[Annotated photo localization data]
>>>

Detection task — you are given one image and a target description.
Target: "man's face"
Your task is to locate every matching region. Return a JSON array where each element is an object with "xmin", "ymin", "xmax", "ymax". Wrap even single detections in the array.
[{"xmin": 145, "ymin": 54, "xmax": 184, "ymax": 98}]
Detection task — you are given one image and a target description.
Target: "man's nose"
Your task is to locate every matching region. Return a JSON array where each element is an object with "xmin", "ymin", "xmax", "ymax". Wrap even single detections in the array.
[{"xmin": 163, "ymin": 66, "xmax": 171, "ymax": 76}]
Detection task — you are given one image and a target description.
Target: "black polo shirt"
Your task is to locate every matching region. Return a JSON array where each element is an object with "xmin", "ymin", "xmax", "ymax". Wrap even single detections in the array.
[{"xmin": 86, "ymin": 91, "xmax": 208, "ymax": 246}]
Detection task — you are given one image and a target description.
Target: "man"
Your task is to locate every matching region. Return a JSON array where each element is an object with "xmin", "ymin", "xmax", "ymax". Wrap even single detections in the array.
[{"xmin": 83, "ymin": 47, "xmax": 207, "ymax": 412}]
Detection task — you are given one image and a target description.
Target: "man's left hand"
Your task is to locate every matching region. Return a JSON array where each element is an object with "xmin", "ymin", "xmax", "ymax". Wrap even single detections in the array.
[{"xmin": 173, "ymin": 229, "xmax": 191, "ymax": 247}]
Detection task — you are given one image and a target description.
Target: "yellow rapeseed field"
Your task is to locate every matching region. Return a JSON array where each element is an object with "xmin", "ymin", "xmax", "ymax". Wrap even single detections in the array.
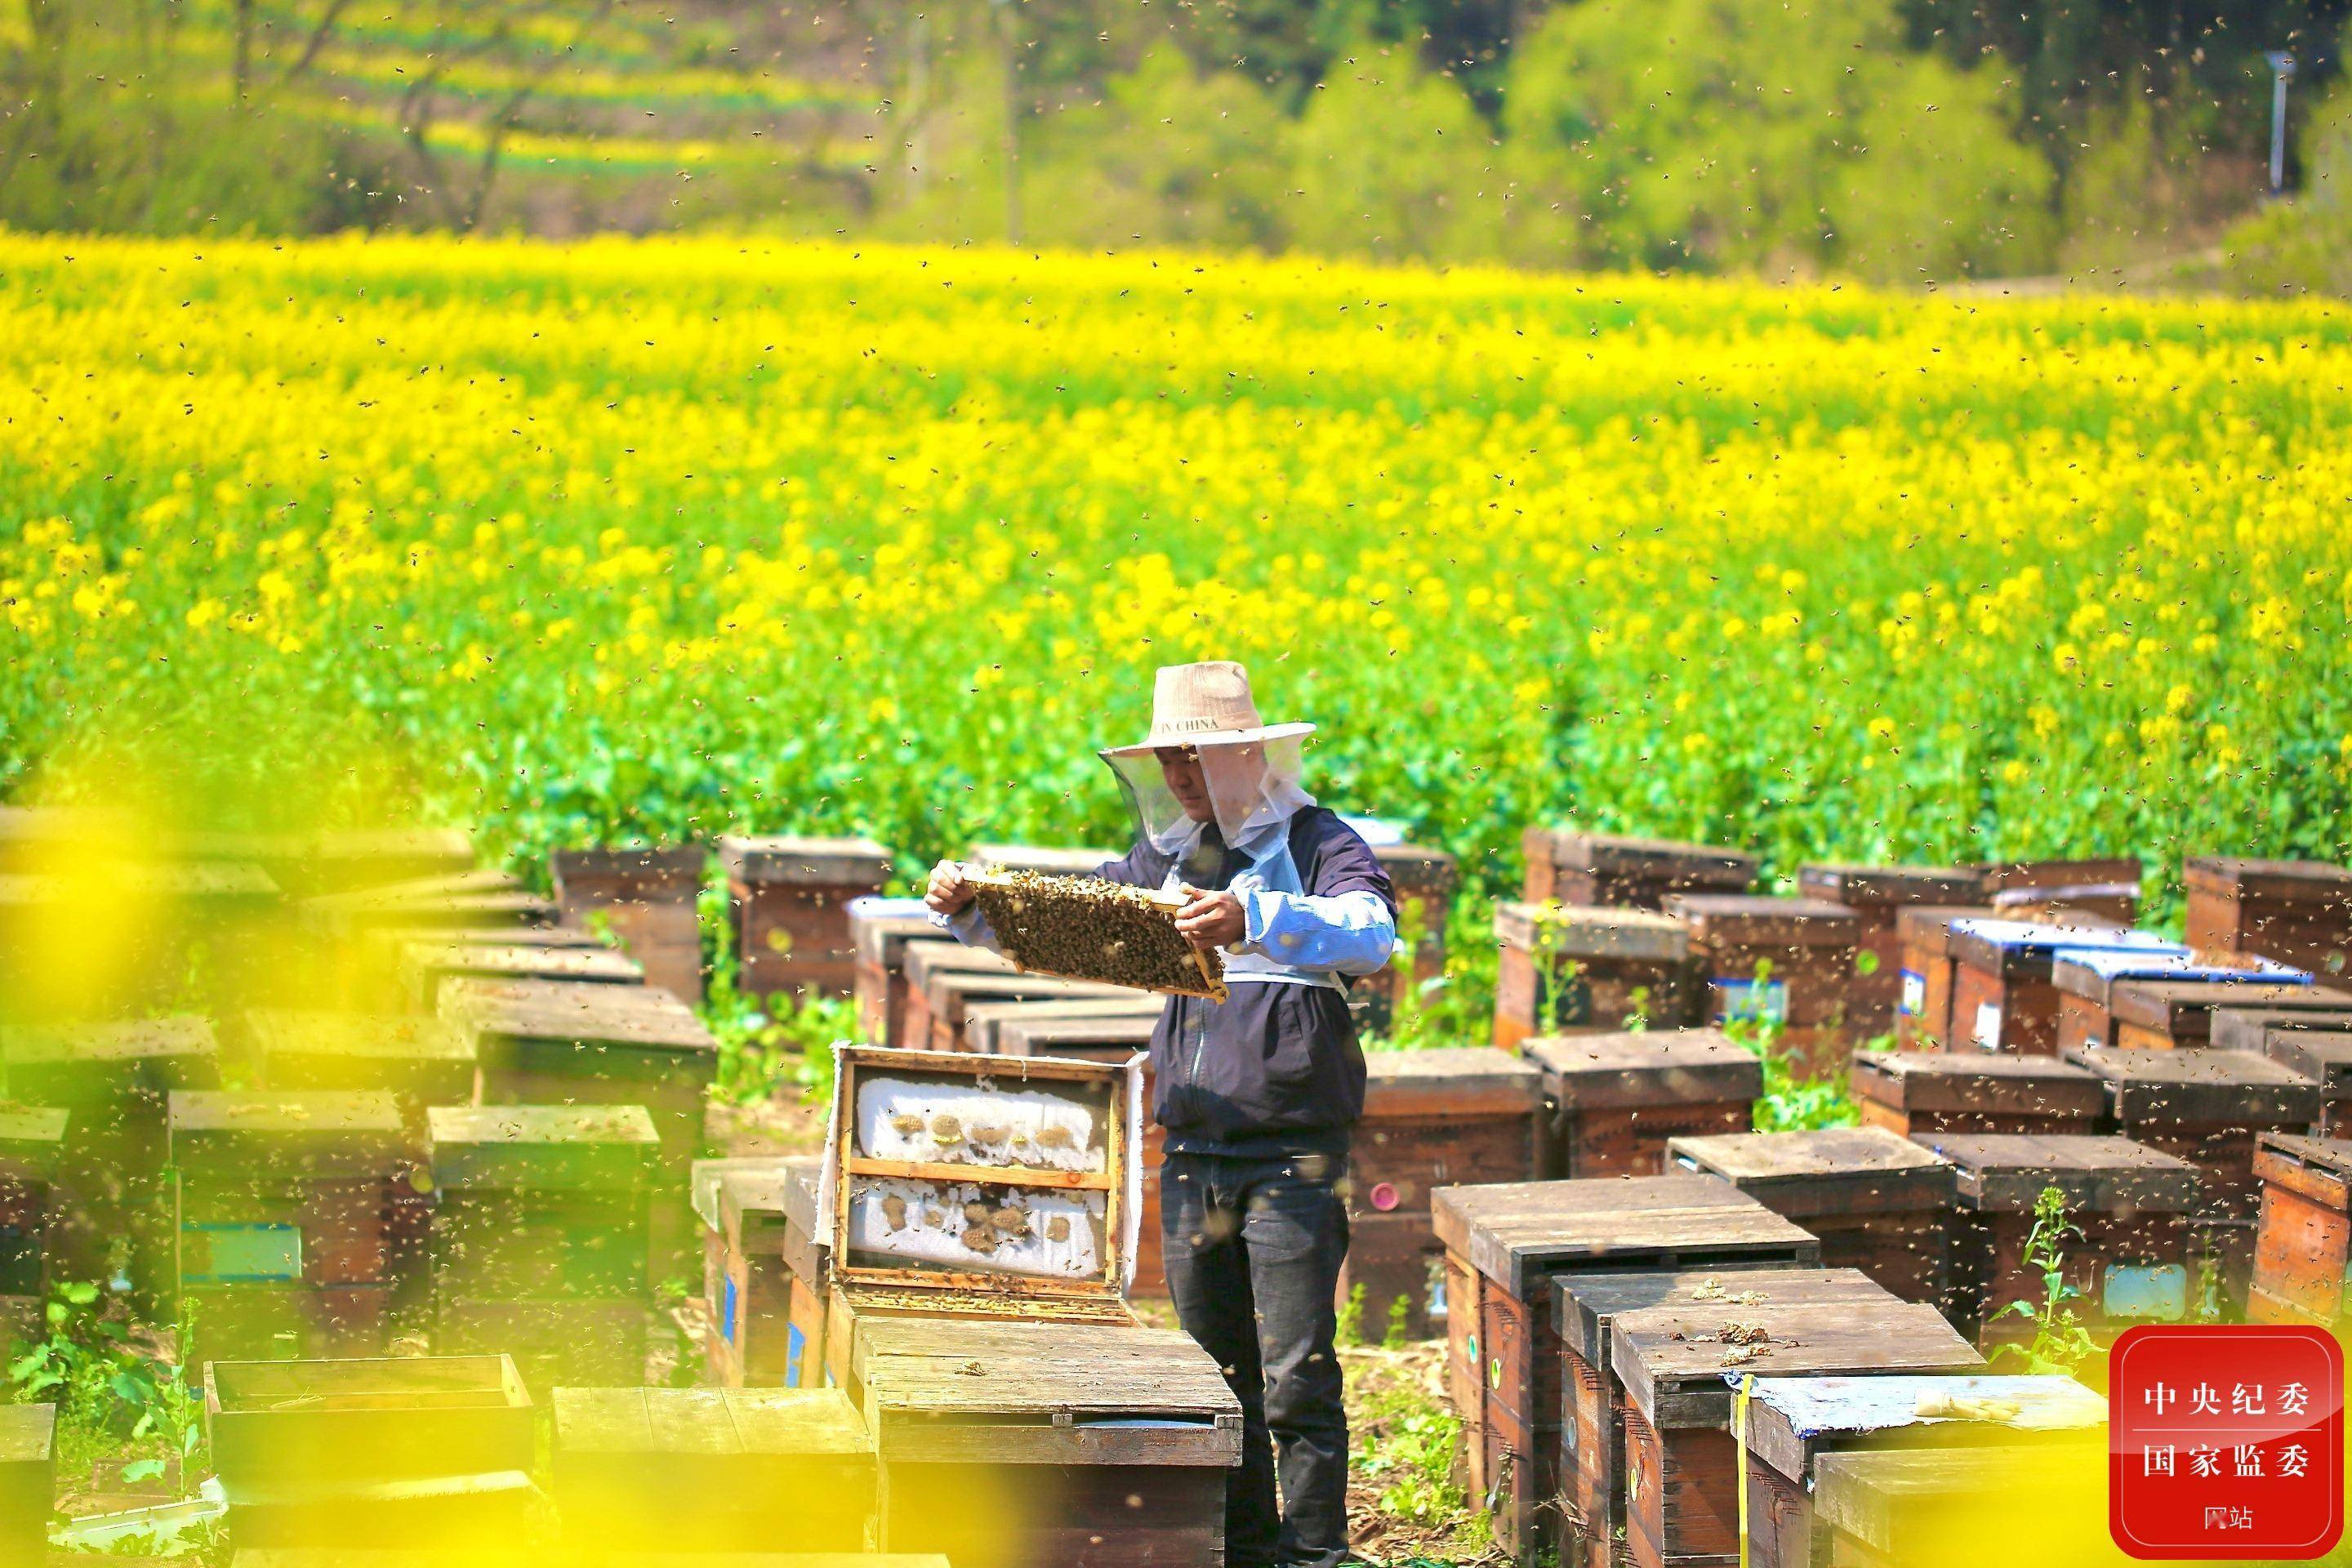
[{"xmin": 1, "ymin": 234, "xmax": 2347, "ymax": 908}]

<<<

WHAT IS BEING ASKED
When you reproduce the entries above, keep every word exactly and leave out each picture.

WRITTEN ANSWER
Detection task — you are given one image and a target description.
Target: "man's face"
Your task is to locate every matching region. Return a JSON array where each element is an object with "xmin", "ymin", "xmax", "ymax". Wrap even single detections in the array.
[{"xmin": 145, "ymin": 54, "xmax": 184, "ymax": 98}]
Detection task — you are given one image and a target description.
Target: "man's nose"
Your task is to locate every matching region. Return a JSON array where each element is an object with "xmin", "ymin", "xmax", "ymax". Wrap even single detections in the array.
[{"xmin": 163, "ymin": 66, "xmax": 171, "ymax": 76}]
Detection task — you are given one image and a target description.
Target: "black polo shirt"
Your task is to locate every matching region. Return a JSON array where each element is an object with "xmin", "ymin", "xmax", "ymax". Wrap even single detections in the array.
[{"xmin": 86, "ymin": 91, "xmax": 208, "ymax": 246}]
Detection task — you are given one image and a target description.
Target: "man"
Your task is to locate every matching region. Return a JSON array where each element is an object with "xmin", "ymin", "xmax", "ymax". Wrap even single detections in the array.
[{"xmin": 83, "ymin": 47, "xmax": 207, "ymax": 412}]
Detection task — you are given one image and a target description.
Target: "man's left hand"
Your task is to locate every matching region. Return a JSON array where each element is an object with "xmin", "ymin", "xmax", "ymax". Wrap even single detections in the array.
[{"xmin": 173, "ymin": 229, "xmax": 191, "ymax": 247}]
Detection task — you are given one image and a target description.
Target: "yellow rapeseed field"
Your task is to locate every matching region. Return a JSON array where each element is an object with "xmin", "ymin", "xmax", "ymax". Wrap even single detections in the array.
[{"xmin": 1, "ymin": 234, "xmax": 2347, "ymax": 908}]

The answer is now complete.